> **Stored rows**
-- start --

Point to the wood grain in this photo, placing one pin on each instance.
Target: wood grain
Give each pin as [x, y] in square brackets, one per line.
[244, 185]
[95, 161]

-- end --

> **Set exercise**
Output the data above line for line, changing nothing.

> **Solution to this exercise**
Point to the wood grain in this photo, placing one pin on each instance.
Target: wood grain
Give each pin as [x, y] in square brackets, one per line.
[244, 185]
[95, 161]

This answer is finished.